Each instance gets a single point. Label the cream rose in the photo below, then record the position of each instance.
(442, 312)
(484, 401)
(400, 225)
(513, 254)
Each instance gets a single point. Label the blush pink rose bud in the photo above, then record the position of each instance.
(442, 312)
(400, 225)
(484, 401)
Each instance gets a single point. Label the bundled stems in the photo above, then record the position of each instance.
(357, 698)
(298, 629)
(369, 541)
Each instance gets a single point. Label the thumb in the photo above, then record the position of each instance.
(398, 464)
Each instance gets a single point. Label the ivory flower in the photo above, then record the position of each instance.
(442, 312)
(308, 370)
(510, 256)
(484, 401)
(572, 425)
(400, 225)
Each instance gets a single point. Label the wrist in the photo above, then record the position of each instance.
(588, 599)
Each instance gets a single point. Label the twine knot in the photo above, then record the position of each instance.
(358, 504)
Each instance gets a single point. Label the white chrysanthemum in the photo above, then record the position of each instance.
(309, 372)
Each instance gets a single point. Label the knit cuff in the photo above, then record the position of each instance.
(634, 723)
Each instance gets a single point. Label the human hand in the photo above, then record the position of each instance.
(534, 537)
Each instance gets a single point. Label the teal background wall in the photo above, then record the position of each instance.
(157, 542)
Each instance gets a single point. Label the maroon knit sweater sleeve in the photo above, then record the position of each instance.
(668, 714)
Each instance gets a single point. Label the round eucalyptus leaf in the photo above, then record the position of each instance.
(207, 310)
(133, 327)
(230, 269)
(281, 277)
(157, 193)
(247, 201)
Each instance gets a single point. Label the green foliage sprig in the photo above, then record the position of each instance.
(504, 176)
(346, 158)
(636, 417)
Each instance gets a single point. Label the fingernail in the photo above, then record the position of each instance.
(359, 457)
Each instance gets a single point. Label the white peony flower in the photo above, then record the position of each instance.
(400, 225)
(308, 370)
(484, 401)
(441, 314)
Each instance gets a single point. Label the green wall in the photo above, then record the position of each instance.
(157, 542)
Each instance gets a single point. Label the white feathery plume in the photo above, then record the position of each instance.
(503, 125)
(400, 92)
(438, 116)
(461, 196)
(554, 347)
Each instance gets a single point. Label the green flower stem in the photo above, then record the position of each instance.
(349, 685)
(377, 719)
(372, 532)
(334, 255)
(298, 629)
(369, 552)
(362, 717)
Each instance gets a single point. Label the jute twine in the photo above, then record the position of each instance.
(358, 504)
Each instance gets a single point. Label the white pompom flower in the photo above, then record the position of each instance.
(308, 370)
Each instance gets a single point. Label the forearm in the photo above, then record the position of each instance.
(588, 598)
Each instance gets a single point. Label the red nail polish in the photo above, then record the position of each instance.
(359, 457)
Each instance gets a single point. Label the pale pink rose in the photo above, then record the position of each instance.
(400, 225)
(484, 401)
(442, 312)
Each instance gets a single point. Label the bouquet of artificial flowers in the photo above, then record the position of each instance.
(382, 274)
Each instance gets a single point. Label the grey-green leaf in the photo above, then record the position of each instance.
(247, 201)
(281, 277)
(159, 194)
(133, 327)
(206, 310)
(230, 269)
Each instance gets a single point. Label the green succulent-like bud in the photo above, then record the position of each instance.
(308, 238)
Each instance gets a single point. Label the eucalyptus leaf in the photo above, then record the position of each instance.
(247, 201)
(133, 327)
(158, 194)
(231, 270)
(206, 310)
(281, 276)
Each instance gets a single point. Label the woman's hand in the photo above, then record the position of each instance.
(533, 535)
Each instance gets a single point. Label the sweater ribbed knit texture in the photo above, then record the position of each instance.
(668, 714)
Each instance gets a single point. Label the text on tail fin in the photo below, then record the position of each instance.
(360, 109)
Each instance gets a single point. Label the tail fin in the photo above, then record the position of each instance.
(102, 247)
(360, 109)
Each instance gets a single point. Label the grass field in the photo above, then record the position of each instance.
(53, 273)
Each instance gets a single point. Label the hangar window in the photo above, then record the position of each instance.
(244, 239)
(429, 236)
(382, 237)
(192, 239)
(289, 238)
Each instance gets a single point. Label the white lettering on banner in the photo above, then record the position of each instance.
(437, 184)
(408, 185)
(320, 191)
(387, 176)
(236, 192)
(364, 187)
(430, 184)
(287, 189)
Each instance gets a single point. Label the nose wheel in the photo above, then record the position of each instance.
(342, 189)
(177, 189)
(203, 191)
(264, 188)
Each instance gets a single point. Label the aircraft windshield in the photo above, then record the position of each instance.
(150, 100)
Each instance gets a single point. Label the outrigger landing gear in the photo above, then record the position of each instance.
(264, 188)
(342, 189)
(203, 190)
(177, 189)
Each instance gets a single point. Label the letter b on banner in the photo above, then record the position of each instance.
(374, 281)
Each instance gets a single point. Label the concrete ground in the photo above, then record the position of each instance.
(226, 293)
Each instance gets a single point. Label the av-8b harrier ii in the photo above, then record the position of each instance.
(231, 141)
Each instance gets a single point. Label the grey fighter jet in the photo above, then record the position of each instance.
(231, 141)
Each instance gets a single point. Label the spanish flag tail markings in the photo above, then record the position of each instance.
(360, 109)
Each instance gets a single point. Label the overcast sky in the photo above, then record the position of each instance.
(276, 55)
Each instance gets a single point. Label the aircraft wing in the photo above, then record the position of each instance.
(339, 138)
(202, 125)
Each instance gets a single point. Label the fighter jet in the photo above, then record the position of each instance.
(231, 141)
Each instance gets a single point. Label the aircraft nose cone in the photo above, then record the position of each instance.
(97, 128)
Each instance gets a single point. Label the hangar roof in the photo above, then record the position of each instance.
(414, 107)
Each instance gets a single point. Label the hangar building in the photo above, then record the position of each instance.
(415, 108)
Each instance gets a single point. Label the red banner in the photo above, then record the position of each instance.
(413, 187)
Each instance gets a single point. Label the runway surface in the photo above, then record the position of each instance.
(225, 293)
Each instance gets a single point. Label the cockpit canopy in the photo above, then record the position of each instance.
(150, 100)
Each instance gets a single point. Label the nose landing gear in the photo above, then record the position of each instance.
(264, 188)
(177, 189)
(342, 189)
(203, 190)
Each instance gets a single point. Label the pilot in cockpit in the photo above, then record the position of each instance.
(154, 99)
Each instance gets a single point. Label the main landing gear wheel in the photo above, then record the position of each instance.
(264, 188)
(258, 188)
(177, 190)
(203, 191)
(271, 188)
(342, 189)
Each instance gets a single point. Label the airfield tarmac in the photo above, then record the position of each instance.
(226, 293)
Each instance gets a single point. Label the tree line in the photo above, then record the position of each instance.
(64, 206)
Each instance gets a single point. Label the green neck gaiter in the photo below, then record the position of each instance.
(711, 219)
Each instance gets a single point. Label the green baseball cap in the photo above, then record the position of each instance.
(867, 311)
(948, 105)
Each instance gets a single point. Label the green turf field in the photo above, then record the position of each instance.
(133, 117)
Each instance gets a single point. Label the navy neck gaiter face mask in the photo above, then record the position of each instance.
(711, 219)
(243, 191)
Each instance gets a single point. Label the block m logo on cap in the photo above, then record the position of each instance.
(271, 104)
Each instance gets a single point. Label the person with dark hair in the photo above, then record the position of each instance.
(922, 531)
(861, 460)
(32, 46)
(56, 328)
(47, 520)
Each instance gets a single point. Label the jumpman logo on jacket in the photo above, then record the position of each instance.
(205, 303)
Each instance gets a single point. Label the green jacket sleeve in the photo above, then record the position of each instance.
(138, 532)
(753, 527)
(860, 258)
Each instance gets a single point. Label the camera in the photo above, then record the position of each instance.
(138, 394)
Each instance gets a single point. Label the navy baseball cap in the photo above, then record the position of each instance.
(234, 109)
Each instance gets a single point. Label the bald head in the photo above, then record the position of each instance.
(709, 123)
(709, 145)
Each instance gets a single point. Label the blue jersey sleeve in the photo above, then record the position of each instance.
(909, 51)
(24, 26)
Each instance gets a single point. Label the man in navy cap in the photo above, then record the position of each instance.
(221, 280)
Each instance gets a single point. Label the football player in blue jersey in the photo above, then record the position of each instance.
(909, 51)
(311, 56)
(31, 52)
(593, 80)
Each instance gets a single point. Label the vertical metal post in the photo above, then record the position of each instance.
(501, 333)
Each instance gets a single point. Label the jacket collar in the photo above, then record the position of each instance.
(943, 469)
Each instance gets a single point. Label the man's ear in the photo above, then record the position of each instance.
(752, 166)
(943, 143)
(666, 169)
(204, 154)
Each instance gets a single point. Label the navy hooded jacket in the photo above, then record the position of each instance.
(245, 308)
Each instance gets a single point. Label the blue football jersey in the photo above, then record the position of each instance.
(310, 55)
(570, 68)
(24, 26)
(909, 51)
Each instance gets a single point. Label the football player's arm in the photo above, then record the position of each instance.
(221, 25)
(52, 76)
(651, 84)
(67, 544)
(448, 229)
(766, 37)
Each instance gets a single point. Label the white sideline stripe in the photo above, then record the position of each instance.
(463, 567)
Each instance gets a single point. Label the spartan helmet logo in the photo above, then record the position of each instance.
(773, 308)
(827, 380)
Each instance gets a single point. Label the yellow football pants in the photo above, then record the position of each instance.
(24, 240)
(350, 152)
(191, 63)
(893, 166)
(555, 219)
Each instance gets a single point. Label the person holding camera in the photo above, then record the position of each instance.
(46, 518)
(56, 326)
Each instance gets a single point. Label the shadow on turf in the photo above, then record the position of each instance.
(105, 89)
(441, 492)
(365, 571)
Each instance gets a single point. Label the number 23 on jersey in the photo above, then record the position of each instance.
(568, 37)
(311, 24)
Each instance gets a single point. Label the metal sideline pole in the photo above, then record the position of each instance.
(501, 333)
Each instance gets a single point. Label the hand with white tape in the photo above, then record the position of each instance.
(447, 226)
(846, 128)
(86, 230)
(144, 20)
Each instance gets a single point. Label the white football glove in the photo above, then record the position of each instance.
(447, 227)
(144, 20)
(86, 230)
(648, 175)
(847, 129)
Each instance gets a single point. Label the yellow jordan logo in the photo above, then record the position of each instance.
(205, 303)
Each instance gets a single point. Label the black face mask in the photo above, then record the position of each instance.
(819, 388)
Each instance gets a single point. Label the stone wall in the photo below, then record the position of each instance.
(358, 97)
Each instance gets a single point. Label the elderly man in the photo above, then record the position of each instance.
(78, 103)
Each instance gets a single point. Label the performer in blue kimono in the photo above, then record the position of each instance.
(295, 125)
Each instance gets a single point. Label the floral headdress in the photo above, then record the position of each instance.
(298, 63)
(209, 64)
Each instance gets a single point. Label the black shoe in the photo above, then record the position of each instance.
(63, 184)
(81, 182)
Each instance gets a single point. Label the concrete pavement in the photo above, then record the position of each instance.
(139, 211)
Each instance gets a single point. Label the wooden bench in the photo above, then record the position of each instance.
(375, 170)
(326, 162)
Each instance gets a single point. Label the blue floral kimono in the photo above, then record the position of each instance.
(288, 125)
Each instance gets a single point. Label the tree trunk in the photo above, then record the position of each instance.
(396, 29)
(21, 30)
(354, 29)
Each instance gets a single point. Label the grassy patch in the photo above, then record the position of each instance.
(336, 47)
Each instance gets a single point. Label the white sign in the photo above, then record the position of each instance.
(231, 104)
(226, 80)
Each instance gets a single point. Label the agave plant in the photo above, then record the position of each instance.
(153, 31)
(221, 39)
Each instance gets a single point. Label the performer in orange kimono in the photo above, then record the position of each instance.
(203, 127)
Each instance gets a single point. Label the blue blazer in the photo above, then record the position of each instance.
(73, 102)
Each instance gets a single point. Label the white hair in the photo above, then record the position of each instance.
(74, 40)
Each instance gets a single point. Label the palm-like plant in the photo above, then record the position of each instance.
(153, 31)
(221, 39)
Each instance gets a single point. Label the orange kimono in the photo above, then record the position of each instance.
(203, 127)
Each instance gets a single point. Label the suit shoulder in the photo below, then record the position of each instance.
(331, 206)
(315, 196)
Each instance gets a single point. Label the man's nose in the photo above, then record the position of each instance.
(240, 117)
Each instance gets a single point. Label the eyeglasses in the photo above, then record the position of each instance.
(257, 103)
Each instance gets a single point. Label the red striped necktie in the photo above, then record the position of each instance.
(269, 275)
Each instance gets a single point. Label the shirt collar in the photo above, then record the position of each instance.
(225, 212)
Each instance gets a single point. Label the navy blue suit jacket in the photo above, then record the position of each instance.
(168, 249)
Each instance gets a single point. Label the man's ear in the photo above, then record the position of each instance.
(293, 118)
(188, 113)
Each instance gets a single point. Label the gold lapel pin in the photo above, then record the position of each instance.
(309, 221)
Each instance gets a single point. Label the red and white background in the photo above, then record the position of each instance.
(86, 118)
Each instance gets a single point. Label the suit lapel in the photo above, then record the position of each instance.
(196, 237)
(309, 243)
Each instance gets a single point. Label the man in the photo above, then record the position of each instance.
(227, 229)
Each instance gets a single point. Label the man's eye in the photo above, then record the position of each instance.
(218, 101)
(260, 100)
-.-.-
#### [What is required]
Give back exactly the lines from the line holding "Each instance gets a single point. Label the red and" through the last line of the listing, including both.

#### [Exercise response]
Each instance gets a single point. Label the red and white background in the photo above, then record the position of each instance.
(86, 118)
Each instance gets a single point. Label the suit lapel in the photo above, then record the position of each instance.
(196, 237)
(309, 243)
Each instance gets a single point. Label the man in the photo above, then record the position of each instance.
(227, 229)
Each instance gets a single point. Label the man's eye in the photo above, then record the position of each instance.
(218, 101)
(260, 100)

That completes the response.